* [Sayfa]
+ + + + + + +

Sosyal Çevrenin Üstün Yetenekli Çocuğa Bakışı

Ülkemizde üstün yetenekli çocuk ve sosyal çevre etkileşimine ilişkin araştırmalar sınırlı olmakla birlikte bölüm içeriği; Araştırma Komisyonunun dinlediği alan uzmanlarının görüşleri ve araştırmalarında ele aldıkları sosyal çevrenin çocuğa bakış açısı, aile, akran ve öğretmen etkileşimleri bağlamında oluşturulmuştur.

Çeşitli potansiyellerle doğan üstün yetenekli çocukların, hayatlarını en iyi şekilde yaşayabilmek için her türlü olanağa sahip oldukları düşünülmektedir. Her problemi zekâları ile çözebilecekleri, kimsenin yardımına ihtiyaçlarının olmadığı konusunda yaygın bir kanı bulunmaktadır. Fakat üstün yetenekli çocukların yaşamları incelendiğinde bu düşüncenin doğru olmadığı görülmektedir. Üstün yetenekli çocuklar da normal gelişim gösteren akranlarından farksız olarak tek başlarına altından kalkamayacakları sorunlarla karşılaşabilmektedir.

Toplumdaki yetişkinler, üstün yeteneklilere yönelik hayranlık/takdir duyma ve eleştirme/küçümseme tutumları sergilemektedir. Toplumda üstün yetenekli çocukların zaten üstün olduğu, her ortamda kendilerini geliştirebilecekleri, sınavla öğrenci alan okulların (fen liseleri, Anadolu liseleri vb.) üstün başarılı çocuklara yönelik olduğu, bu çocukların normal eğitime ek bir eğitim almasının toplumun üstesinden gelemeyeceği sorunlara neden olacak bir seçkinler sınıfı ortaya çıkaracağı yönünde ön yargılar bulunmaktadır.

+ + + + + + +

* [Sağlanan Veriler]

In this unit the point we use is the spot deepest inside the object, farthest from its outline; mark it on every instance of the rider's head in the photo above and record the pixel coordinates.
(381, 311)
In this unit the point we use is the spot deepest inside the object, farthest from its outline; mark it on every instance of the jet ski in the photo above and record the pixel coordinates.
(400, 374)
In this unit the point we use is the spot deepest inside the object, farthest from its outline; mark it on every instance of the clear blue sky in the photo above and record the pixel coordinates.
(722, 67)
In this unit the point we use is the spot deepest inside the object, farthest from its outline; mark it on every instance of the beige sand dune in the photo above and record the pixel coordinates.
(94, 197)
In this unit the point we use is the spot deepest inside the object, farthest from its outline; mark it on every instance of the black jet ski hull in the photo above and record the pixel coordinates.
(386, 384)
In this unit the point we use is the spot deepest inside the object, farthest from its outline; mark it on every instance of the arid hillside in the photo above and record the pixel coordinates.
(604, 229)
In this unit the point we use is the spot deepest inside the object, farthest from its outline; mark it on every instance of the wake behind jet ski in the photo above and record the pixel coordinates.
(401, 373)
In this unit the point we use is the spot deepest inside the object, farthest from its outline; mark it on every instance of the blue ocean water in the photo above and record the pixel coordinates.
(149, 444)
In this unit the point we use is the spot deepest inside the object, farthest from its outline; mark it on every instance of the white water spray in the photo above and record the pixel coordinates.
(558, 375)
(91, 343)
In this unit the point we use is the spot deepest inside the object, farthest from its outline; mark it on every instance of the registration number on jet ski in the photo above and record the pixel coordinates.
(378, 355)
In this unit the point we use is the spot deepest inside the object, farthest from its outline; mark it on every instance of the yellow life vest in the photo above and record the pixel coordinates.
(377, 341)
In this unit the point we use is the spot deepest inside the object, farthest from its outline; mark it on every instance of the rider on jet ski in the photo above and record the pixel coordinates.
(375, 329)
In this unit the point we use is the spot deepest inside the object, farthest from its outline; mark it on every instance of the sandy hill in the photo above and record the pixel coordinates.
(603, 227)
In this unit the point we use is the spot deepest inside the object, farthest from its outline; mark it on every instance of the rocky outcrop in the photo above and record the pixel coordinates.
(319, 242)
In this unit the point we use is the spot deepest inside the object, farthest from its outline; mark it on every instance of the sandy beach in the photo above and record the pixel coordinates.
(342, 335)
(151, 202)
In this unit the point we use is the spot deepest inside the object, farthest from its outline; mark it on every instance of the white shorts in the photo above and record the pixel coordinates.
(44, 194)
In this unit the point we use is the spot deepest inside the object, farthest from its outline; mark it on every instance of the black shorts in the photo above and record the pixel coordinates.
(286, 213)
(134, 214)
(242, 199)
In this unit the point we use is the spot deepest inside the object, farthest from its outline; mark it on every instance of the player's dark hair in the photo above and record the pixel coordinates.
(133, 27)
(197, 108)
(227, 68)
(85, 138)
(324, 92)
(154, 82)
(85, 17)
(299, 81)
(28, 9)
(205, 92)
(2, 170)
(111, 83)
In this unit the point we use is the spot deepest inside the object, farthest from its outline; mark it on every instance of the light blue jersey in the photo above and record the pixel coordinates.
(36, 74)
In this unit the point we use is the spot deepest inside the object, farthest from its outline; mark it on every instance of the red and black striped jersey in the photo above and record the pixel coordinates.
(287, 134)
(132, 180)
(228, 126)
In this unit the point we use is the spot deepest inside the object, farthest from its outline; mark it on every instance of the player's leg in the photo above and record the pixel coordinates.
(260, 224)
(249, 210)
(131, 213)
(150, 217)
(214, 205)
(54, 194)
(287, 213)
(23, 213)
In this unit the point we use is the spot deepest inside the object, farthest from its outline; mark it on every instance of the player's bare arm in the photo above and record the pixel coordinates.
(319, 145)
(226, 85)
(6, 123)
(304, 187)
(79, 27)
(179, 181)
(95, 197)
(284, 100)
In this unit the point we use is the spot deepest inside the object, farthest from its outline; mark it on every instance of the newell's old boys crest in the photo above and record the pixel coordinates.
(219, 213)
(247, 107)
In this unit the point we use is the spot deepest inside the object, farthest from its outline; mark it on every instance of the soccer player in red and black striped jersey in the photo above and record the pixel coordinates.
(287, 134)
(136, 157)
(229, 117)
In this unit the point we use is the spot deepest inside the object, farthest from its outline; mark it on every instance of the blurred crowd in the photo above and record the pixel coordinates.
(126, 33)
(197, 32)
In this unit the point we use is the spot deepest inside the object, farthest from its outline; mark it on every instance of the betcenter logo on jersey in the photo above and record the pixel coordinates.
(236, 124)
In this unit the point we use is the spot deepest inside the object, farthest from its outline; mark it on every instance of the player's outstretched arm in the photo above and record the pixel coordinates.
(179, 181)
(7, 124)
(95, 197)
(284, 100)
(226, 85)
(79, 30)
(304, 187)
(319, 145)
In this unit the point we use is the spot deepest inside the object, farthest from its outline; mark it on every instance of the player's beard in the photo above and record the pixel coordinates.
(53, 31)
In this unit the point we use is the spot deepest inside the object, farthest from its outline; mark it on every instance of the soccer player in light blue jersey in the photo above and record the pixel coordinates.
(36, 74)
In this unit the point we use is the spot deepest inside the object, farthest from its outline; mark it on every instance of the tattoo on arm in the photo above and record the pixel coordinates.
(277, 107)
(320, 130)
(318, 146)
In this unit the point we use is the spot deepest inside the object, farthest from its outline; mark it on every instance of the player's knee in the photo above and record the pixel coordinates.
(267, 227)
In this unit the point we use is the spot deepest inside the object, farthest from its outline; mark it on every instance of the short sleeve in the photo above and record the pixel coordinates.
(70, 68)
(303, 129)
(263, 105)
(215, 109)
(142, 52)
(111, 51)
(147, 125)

+ + + + + + +

* [Yapılacak İş]
Sosyal çevrenin üstün yetenekli çocuğa bakışını ele alan metni, tek bir harfini bile değiştirmeden, başlığından son cümlesine kadar eksiksiz olarak yazınız.

* [Yazılı Yanıt]
Sosyal Çevrenin Üstün Yetenekli Çocuğa Bakışı

Ülkemizde üstün yetenekli çocuk ve sosyal çevre etkileşimine ilişkin araştırmalar sınırlı olmakla birlikte bölüm içeriği; Araştırma Komisyonunun dinlediği alan uzmanlarının görüşleri ve araştırmalarında ele aldıkları sosyal çevrenin çocuğa bakış açısı, aile, akran ve öğretmen etkileşimleri bağlamında oluşturulmuştur.

Çeşitli potansiyellerle doğan üstün yetenekli çocukların, hayatlarını en iyi şekilde yaşayabilmek için her türlü olanağa sahip oldukları düşünülmektedir. Her problemi zekâları ile çözebilecekleri, kimsenin yardımına ihtiyaçlarının olmadığı konusunda yaygın bir kanı bulunmaktadır. Fakat üstün yetenekli çocukların yaşamları incelendiğinde bu düşüncenin doğru olmadığı görülmektedir. Üstün yetenekli çocuklar da normal gelişim gösteren akranlarından farksız olarak tek başlarına altından kalkamayacakları sorunlarla karşılaşabilmektedir.

Toplumdaki yetişkinler, üstün yeteneklilere yönelik hayranlık/takdir duyma ve eleştirme/küçümseme tutumları sergilemektedir. Toplumda üstün yetenekli çocukların zaten üstün olduğu, her ortamda kendilerini geliştirebilecekleri, sınavla öğrenci alan okulların (fen liseleri, Anadolu liseleri vb.) üstün başarılı çocuklara yönelik olduğu, bu çocukların normal eğitime ek bir eğitim almasının toplumun üstesinden gelemeyeceği sorunlara neden olacak bir seçkinler sınıfı ortaya çıkaracağı yönünde ön yargılar bulunmaktadır.